▸ SET EXERCISE
Copy all of the material below exactly.

▸ DATA PROVIDED
--- START ---
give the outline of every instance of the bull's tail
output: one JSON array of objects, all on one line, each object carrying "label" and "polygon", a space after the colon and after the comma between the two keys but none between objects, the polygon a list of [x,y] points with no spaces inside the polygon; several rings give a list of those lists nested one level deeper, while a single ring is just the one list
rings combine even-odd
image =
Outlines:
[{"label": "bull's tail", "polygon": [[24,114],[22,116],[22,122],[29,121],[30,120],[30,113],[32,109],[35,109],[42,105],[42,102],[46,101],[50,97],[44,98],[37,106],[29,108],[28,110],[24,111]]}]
--- END ---
▸ SOLUTION FOR THIS EXERCISE
give the outline of every instance of the bull's tail
output: one JSON array of objects, all on one line, each object carrying "label" and "polygon", a space after the colon and after the comma between the two keys but none between objects, the polygon a list of [x,y] points with no spaces inside the polygon; several rings give a list of those lists nested one level deeper, while a single ring is just the one list
rings combine even-odd
image =
Outlines:
[{"label": "bull's tail", "polygon": [[24,114],[22,116],[22,122],[29,121],[30,120],[30,113],[32,109],[35,109],[42,105],[42,102],[46,101],[50,97],[44,98],[37,106],[29,108],[28,110],[24,111]]}]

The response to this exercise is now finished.